● **SELECTED PASSAGE**
'''

UI students form fiber arts exhibition

Though the University of Iowa has no formal fiber art program, graduate students helped form an exhibition called ‘We Need Fibers,’ introducing the practice and its importance to the school.

Gabby Drees

Lilah Ward Shepherd’s work is seen in the Visual Arts Building at the University of Iowa on Monday, April 18, 2022. The exhibit is open April 18-22.

Anaka Sanders, Arts Reporter


Sun rays beamed through the Drewelowe Gallery’s front window, shining on the colorful work of fiber media artists in the We Need Fibers exhibition. The room flooded with yarn and thread hanging from the walls and dripping onto the floor.

We Need Fibers went on display in Art Building West on April 17 and will remain open until April 22. There will be a closing reception for the exhibition on April 22.

The University of Iowa’s School of Art and Art History is a top 10 public art school in the U.S., though it doesn’t have a formal fiber arts program.

'''

● **INPUT DATA**
'''

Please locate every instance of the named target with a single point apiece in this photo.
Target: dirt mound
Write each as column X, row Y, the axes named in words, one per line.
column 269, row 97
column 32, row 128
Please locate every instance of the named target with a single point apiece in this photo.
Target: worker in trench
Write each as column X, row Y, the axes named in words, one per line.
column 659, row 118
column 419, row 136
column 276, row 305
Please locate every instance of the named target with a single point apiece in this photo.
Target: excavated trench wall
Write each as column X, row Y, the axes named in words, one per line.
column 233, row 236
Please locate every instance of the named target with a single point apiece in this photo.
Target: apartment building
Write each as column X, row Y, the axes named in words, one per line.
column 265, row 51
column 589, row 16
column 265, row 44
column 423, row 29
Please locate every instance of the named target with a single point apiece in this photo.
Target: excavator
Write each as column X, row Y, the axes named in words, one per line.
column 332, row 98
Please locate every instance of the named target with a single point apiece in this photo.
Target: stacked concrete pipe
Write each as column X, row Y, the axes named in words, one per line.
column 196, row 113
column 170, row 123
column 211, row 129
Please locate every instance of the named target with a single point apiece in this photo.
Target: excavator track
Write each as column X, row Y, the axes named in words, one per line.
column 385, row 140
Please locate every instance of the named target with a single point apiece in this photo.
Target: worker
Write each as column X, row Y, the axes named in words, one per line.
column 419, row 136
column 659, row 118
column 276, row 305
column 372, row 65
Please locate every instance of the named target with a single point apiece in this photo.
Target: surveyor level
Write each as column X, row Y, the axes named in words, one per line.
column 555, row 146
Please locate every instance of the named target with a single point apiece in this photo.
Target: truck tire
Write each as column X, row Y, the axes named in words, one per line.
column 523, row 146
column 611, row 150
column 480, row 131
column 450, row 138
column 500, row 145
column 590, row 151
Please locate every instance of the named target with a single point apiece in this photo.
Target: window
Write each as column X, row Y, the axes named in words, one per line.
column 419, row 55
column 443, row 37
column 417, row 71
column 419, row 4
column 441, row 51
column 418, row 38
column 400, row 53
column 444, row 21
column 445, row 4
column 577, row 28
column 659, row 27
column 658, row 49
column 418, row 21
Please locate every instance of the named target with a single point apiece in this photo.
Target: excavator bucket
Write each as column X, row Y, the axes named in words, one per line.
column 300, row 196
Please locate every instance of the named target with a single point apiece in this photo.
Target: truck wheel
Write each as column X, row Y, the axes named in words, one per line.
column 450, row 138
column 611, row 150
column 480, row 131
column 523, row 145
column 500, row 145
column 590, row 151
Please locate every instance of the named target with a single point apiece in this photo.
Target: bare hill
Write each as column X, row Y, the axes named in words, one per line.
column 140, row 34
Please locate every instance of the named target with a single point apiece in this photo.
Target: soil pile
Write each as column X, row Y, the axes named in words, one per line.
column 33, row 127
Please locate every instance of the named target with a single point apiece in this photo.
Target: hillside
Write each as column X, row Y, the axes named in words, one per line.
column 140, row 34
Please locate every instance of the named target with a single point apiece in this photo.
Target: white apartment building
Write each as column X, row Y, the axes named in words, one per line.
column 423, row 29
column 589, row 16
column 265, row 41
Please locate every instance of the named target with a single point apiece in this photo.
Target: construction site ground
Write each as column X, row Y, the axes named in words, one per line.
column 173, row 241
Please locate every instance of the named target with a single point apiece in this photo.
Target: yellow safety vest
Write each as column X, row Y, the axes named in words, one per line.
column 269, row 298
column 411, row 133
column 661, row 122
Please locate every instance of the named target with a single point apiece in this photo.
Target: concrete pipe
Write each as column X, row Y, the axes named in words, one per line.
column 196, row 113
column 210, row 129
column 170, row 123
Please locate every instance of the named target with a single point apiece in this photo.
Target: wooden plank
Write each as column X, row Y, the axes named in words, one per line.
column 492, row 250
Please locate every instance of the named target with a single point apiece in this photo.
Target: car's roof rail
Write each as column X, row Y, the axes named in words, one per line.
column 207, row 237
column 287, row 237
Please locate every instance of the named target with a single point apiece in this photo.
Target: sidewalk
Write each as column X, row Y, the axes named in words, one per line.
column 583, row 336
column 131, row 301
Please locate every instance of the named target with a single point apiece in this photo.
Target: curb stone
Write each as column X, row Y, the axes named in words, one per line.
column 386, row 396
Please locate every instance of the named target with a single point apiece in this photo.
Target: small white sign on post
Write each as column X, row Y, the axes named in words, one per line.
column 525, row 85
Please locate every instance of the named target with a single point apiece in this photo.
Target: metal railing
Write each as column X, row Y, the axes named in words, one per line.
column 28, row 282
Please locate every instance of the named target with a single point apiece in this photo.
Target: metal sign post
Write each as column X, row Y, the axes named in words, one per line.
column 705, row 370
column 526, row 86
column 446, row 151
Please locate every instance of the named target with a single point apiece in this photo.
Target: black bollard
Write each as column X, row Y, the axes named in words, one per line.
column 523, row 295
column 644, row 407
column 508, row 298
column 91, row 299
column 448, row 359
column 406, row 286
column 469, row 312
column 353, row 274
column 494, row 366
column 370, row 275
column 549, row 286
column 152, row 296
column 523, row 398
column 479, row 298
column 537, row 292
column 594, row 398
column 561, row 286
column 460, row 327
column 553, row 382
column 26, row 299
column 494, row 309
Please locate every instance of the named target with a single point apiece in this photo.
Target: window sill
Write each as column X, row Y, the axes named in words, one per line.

'''

● **WHAT IS NEEDED**
Continue the article about the We Need Fibers exhibition from its last sentence.

● **SOLVED EXERCISE**
Second-year graduate student Lilah Ward Shepherd said she felt that she and other artists in the school are being kept in a box. After being accepted to the UI in early 2020, Shepherd had to choose a specific medium to focus her studies on as required by the university.

“I think it’s a leftover thing,” Shepherd said. “A bit outdated if you talk to a lot of the students in art right now. We have lots of interests.”

Shepherd currently specializes in ceramics but plans to transfer to printmaking in the fall. She said the stress of the pandemic affected her, and she wanted to shift into something that dealt more with soft, malleable, and tactile aspects. She fell into textile art and learned to quilt during 2020’s quarantine.

The We Need Fibers exhibition was Shepherd’s idea, and initially created to pose the question, “Why doesn’t the UI have a fibers department?”

With the help of fellow graduate student Sean Tyler, Shepherd began an open call to other MFA students, talked to their friends who worked with fibers, and created and hung posters to advertise the show.

The complete exhibit houses art from a group of 20 diverse artists, who each have their own background in other artistic practices like painting, printmaking, bookmaking, and sculpting. The artists have gathered to highlight fiber arts like weaving and sewing to ultimately demonstrate why they believe the UI needs fiber arts.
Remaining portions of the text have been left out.